* _問題 1_
レコードから、文字列「basketball」を含む行をすべて抽出してください。大文字と小文字は区別します。

_ _ _ _ _

精神年齢9歳講師のブログ

日々を自由研究の如く生きたい。

全ての学びの始まりは【没頭】だが、それの疑似再現でも十分だと思う。

観察力の鍛え方を再読していると、アンドリュー・ワイルズ氏のインタビューや、羽生善治氏の著書と共通する、あるヒントがあることに気が付いた。

 

それは物事に習熟していく段階別の、鍛え方や考え方の話である。仔細が違っていたら恐縮だが、これら三人は、同じことをそれぞれの言葉で言っていると感じている。

r25.jp

 

すごく乱暴に言うが、まず新しい物事に取り組む際は、知識も経験値も皆無であるため、とにかく曖昧だし、拙い真似から全ての学びがスタートとなる。

 

それでもその段階で腐らず、何度も何度も繰り返し挑むことでいずれ対象についての解像度が上がり、気付けば無意識下でもそれを行うことができるようになっている。

 

わかり易い例は、自転車の練習だろう。全く乗れない状態からスタートし、たくさん転んで怪我もしたのに、気付けば特に意識せずとも普通に乗りこなしている。

 

このことを丁寧に書くと、「とにかく問題をたくさん解いて、テストをいっぱい受けること」という感じになる。それ自体はその通りだと、特に疑問を抱かない。

 

ちなみに、このサイクルに熱中し、他の人が真似できない速度と集中力と濃さでこの段階に取り組むことを、【没頭】と呼ぶ。まさに没我、完全に夢中の状態だ。

 

こうなれば指数関数的に成長できるため、誰しもが狙ってこのモードに入ろうとする。全ての学びの始まりは没頭とさえ言える。

 

だが、没頭は高い精神状態を指すため、「おもんないなぁ」といった邪念が混ざれば到底入れないし、シビアな話、ある程度の素質が無いと、その資格すら無いこともある。

 

とはいえ、没頭できない人は総じて学べないというのも暴論だ。それにそもそも、仕組みさえわかれば疑似再現は可能だし、僕はそれでも十分事足りると考えている。

_ _ _ _ _

* _問題 2_
次の記述(a)〜(c)が本文の内容と一致するか、それぞれ「はい」か「いいえ」で答え、判断の根拠となる本文の語句を引用してください。
(a) 自転車の練習が、わかり易い例として挙げられている。
(b) 没頭できない人は総じて学べない、と結論づけている。
(c) 三人はそれぞれ異なることを言っている、と述べている。

_ _ _ _ _

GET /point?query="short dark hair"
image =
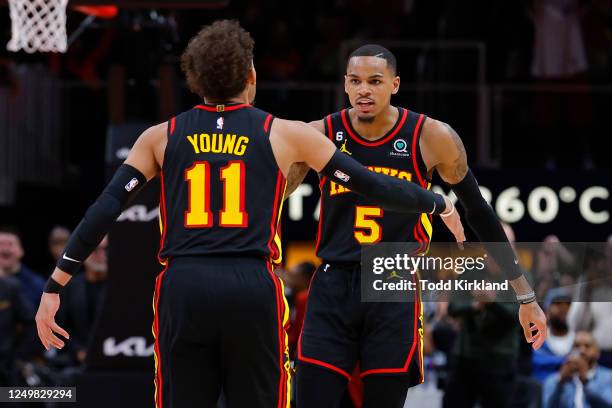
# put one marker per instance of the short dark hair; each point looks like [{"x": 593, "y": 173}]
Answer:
[
  {"x": 375, "y": 50},
  {"x": 218, "y": 59}
]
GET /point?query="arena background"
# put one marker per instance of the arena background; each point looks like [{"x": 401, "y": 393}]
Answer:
[{"x": 536, "y": 133}]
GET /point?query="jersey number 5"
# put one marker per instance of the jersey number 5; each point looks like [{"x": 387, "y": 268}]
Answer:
[
  {"x": 367, "y": 230},
  {"x": 233, "y": 214}
]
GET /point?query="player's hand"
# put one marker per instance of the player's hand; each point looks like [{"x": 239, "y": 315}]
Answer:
[
  {"x": 45, "y": 321},
  {"x": 533, "y": 319},
  {"x": 453, "y": 222}
]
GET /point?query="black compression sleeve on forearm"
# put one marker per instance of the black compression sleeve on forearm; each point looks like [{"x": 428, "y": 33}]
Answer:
[
  {"x": 98, "y": 219},
  {"x": 388, "y": 192},
  {"x": 484, "y": 222}
]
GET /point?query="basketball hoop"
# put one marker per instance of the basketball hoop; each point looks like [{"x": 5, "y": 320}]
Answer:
[{"x": 40, "y": 25}]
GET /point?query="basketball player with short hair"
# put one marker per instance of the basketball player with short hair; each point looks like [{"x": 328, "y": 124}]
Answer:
[
  {"x": 220, "y": 312},
  {"x": 385, "y": 338}
]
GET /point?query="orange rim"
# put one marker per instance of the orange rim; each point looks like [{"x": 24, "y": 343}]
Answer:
[{"x": 98, "y": 11}]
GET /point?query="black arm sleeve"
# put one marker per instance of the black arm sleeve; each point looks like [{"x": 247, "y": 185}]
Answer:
[
  {"x": 388, "y": 192},
  {"x": 98, "y": 219},
  {"x": 484, "y": 222}
]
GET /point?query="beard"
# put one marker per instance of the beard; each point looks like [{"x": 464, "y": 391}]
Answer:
[{"x": 366, "y": 119}]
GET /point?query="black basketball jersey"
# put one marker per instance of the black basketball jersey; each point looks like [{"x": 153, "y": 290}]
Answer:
[
  {"x": 348, "y": 220},
  {"x": 221, "y": 189}
]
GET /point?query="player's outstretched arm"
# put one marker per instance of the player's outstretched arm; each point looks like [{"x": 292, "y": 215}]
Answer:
[
  {"x": 294, "y": 141},
  {"x": 142, "y": 164},
  {"x": 298, "y": 171},
  {"x": 443, "y": 149}
]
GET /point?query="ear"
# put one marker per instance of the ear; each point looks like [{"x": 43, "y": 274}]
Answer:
[
  {"x": 396, "y": 82},
  {"x": 252, "y": 77}
]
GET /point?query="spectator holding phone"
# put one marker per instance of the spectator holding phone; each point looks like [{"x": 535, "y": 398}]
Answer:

_ _ _ _ _

* _実行結果 1_
GET /point?query="basketball hoop"
# put one marker per instance of the basketball hoop; each point looks like [{"x": 5, "y": 320}]
GET /point?query="basketball player with short hair"
# put one marker per instance of the basketball player with short hair; each point looks like [{"x": 328, "y": 124}]
GET /point?query="black basketball jersey"
# put one marker per instance of the black basketball jersey; each point looks like [{"x": 153, "y": 290}]

* _実行結果 2_
(a) はい:「わかり易い例は、自転車の練習だろう。」
(b) いいえ:「没頭できない人は総じて学べないというのも暴論だ。」
(c) いいえ:「これら三人は、同じことをそれぞれの言葉で言っていると感じている。」